*What you will do:*
a) In the final paragraph of the commentary on the viral beating video, list every form of physical punishment it names.
b) Continue the commentary on the viral beating video, starting right after its last sentence.

*Source document:*
□ □ □ □ □

Web sites such as Gawker and The Stir have raised awareness of a viral video showing the sad beating of a teen girl with cerebral palsy. The young woman is attacked by her father with what he himself describes as a “large belt” in the clip for a misdeed that is unclear — but seems to involve something as simple as the girl placing an unwanted program on a computer. The circumstances surrounding this corporeal punishment are complicated further by the fact that the father executing this spanking is allegedly “William Adams, a judge running for re-election in Aransas County, Texas” (The Stir).
Of course this YouTube clip is now being used as a political tool in the region by Adams’ political opponents, who seek to prove that the man is unfit to sit on the bench — particularly if it involves judging child abuse cases. But instead of turning a horrible family drama into fodder for election scandal, this video of a father beating a daughter who already has a physical handicap should raise moral and ethical questions about how to raise a family. These questions are much more important to how we live our daily lives. This clip might be difficult for some of you to watch, but it will get you thinking about the role that physical punishment should or should not play in raising children:
As horrible as this is, I suspect that this level of intensity is often employed by parents, particularly in the south, in order to ensure that their children obey their wishes. In the black community, spanking, beating, “getting out the extension cord,” and cutting limbs off trees to pummel disobedient youngsters is not only common; it is also routinely joked about by stand up comics and our own relatives at family dinners.

□ □ □ □ □

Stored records
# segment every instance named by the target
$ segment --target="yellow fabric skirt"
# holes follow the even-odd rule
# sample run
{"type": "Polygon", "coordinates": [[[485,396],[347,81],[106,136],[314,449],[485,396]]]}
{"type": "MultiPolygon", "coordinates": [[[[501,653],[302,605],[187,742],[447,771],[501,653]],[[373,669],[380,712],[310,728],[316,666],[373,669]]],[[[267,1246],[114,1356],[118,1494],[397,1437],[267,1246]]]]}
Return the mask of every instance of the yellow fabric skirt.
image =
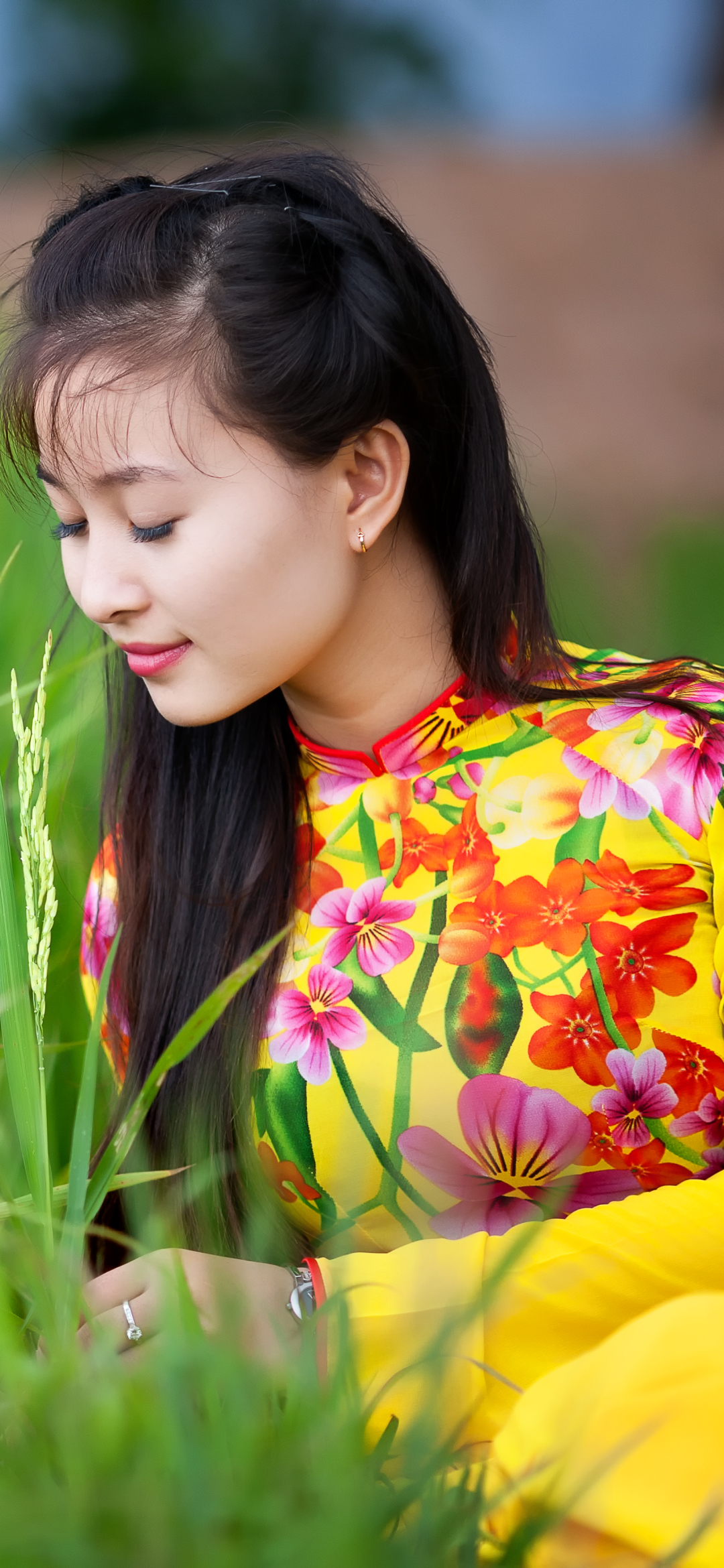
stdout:
{"type": "Polygon", "coordinates": [[[705,1521],[675,1560],[724,1568],[724,1173],[320,1267],[345,1295],[371,1438],[423,1410],[469,1455],[492,1443],[487,1497],[516,1482],[498,1535],[531,1510],[569,1516],[567,1544],[544,1538],[530,1568],[668,1562],[705,1521]]]}
{"type": "Polygon", "coordinates": [[[489,1524],[561,1512],[531,1568],[724,1565],[724,1292],[683,1295],[548,1372],[492,1444],[489,1524]]]}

□ □ □ □ □

*Numbered answers:*
a) Spanking, beating, "getting out the extension cord," and cutting limbs off trees to pummel disobedient youngsters.

b)
On The Stir, a blogger wrote a follow up story about this video full of emotional angst concerning the plight of the young girl pictured above layered on top of her own disbelief that any parent could treat a child this way. In particular, she enumerates in detail her own extensive patience with her six-year-old who she would never beat, not even for engaging in a disruptive temper tantrum. Of her own misbehaving kid, Jeanne Sage writes:
Looking at my daughter’s tear-stained face through eyes clouded by sleep, I softened. I knew her tantrum was over something patently ridiculous, and yet I couldn’t imagine raising a hand to her.
She was acting in a way that she was clearly old enough to understand was inappropriate. And yet, a hand, a foot, a belt on her body weren’t going to make that stop. It would hurt her body and make her distrust me … and distrust the words I was about to use to explain why her actions were so inappropriate. It would effectively negate my ability to actually parent, to teach her to improve her behavior. I’d be hurting her physically now, and hurting myself in the end.
Well, that’s all well and good for you Jeanne. I’m glad you got the opportunity to use someone else’s misfortune to highlight what an excellent parent you are. But that is beside the point really. The real issue is corporeal punishment, it’s limits of effectiveness, and a parent’s judgement regarding how to use it. The relatively of its appropriateness to adults seems to vary according to race, culture and region. And many people say it depends on the kid. Some kids are just really bad and only respond to being spanked.
Of course, the obviously sensitive young lady in this video did not deserve such punishment. But in the privacy of one’s home in which a child is powerless, a girl such as her is at the mercy of a parent who might have horrible judgement about the use of force. It’s very unfortunate that this father, as a judge by profession, has such terrible judgement regarding how to treat his daughter. And the mother is no better. Clearly a situation of dysfunction. I hope William Adams loses the election, and that the loss of his role as a judge of the conduct of others forces him to reflect on his own.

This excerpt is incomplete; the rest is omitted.